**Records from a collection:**
⁂

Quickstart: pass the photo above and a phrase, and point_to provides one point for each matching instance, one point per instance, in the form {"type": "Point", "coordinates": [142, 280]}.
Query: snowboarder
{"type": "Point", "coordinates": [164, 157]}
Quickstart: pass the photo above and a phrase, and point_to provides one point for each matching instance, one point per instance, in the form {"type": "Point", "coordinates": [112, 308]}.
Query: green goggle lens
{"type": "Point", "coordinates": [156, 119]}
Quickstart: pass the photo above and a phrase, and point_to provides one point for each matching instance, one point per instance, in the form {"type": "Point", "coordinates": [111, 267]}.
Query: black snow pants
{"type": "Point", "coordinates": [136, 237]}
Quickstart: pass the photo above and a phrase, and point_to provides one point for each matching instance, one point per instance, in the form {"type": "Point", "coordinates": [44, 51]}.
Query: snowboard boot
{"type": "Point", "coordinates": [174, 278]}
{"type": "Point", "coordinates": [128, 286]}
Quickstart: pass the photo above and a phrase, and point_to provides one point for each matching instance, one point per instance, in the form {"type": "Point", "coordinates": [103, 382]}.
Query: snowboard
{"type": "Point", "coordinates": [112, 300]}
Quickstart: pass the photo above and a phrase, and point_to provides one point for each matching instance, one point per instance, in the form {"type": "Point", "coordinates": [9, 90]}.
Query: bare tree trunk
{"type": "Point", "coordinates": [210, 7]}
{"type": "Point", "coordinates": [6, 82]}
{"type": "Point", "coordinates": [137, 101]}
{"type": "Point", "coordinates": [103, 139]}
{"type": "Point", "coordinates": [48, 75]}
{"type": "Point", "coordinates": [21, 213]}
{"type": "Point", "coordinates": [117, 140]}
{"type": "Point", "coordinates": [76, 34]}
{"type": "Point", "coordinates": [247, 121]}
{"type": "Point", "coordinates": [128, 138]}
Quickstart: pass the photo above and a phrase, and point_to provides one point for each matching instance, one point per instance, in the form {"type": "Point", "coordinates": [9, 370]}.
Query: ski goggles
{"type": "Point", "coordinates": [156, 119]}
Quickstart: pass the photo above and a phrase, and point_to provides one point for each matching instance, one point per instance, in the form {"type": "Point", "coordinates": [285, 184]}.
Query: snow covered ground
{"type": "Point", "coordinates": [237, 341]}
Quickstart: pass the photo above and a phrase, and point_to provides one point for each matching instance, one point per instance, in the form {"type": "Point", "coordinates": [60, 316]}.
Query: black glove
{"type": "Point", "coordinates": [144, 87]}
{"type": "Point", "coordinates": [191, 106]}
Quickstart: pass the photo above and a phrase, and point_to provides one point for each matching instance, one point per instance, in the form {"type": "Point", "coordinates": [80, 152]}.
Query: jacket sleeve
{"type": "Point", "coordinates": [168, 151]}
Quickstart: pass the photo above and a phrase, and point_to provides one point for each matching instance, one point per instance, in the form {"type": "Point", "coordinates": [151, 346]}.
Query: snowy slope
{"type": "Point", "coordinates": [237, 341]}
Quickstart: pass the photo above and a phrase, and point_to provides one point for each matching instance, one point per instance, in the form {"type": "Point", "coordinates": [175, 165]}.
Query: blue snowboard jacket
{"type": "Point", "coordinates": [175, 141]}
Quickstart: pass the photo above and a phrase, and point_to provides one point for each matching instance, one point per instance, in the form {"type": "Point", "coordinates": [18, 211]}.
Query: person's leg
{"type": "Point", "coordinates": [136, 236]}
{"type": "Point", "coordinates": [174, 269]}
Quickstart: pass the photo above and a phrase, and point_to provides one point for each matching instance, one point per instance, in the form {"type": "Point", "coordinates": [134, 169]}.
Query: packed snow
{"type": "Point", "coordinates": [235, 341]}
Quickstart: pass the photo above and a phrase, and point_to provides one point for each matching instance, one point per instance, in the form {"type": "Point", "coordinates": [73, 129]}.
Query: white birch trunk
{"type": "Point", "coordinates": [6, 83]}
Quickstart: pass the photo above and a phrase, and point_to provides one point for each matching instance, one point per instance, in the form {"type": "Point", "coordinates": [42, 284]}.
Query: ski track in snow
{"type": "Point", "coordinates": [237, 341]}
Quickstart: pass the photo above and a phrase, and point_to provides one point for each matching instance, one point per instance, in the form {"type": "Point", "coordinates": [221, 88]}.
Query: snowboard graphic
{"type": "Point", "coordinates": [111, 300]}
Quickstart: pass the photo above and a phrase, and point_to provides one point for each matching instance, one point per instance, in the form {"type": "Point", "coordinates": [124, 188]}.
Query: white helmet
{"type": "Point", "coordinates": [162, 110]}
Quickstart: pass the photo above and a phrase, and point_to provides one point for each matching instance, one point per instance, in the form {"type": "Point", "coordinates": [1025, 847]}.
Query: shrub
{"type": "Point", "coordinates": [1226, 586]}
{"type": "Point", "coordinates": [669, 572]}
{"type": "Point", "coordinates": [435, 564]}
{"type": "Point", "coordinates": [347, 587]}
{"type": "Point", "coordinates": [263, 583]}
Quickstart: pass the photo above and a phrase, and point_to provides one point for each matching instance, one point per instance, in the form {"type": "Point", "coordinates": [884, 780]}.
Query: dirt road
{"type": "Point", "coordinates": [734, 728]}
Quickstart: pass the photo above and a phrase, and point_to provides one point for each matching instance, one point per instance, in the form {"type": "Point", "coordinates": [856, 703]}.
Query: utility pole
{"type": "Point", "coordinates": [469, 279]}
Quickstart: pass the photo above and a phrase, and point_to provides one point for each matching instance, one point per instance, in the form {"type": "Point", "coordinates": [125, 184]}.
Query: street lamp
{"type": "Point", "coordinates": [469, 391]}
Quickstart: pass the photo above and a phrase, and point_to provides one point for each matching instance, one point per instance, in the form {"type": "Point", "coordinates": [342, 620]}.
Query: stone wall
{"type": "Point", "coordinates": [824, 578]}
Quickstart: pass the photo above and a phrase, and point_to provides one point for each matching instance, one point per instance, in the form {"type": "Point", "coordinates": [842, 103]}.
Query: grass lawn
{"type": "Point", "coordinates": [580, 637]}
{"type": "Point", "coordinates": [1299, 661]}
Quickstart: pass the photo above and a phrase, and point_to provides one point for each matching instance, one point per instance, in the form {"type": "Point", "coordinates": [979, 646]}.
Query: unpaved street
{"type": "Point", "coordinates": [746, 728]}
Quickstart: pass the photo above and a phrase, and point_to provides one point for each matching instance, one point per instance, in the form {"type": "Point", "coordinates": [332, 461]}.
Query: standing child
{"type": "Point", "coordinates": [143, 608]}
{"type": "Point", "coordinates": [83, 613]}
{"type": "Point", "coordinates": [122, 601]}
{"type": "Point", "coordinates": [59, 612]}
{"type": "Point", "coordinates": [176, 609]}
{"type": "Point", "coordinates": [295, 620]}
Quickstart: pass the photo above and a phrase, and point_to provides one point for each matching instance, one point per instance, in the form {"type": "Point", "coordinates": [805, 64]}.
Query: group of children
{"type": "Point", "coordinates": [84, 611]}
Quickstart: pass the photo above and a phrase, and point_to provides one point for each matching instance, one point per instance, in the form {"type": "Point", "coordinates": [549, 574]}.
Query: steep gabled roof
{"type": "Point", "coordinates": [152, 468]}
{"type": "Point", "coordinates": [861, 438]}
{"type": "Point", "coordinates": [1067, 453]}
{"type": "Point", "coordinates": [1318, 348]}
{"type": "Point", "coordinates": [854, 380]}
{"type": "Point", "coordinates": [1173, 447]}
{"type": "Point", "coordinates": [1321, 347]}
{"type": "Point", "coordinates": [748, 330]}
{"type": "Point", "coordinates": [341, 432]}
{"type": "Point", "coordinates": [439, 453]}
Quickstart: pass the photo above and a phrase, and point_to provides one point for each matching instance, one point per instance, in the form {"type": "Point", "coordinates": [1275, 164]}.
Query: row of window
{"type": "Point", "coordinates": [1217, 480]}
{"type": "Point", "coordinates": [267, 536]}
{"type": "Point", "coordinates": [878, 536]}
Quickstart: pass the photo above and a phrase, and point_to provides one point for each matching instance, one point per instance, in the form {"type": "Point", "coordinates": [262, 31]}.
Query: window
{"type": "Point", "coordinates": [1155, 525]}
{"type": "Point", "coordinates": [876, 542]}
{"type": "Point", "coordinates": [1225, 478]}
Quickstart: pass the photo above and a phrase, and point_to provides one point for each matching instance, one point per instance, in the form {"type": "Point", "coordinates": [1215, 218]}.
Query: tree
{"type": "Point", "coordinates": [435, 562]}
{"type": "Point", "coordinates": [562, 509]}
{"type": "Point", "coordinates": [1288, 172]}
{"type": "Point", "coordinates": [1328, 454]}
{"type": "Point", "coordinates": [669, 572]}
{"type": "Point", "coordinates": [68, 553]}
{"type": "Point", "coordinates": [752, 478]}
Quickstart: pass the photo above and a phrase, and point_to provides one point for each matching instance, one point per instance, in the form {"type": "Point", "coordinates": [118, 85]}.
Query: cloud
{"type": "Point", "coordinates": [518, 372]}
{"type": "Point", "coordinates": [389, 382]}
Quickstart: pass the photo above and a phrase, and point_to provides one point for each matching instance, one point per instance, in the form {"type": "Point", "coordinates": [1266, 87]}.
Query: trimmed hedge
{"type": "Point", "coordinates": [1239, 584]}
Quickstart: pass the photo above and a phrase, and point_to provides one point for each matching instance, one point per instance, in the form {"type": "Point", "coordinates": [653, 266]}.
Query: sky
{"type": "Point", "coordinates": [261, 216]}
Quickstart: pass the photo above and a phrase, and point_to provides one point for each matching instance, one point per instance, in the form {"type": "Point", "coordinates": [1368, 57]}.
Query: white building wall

⁂

**WORK TO COMPLETE:**
Look above for the line containing "Query: trimmed hedge", then please write out that line and each one after it through the end, exactly, with nothing else.

**REPLY TO THE EXERCISE:**
Query: trimmed hedge
{"type": "Point", "coordinates": [1239, 584]}
Quickstart: pass the photo above and a phrase, and point_to provides one point for each matching instance, one point per instance, in the form {"type": "Point", "coordinates": [653, 266]}.
Query: sky
{"type": "Point", "coordinates": [261, 216]}
Quickstart: pass the photo above and a phrase, and point_to provides one point for each matching instance, one point per instance, in the form {"type": "Point", "coordinates": [1368, 57]}.
Query: white building wall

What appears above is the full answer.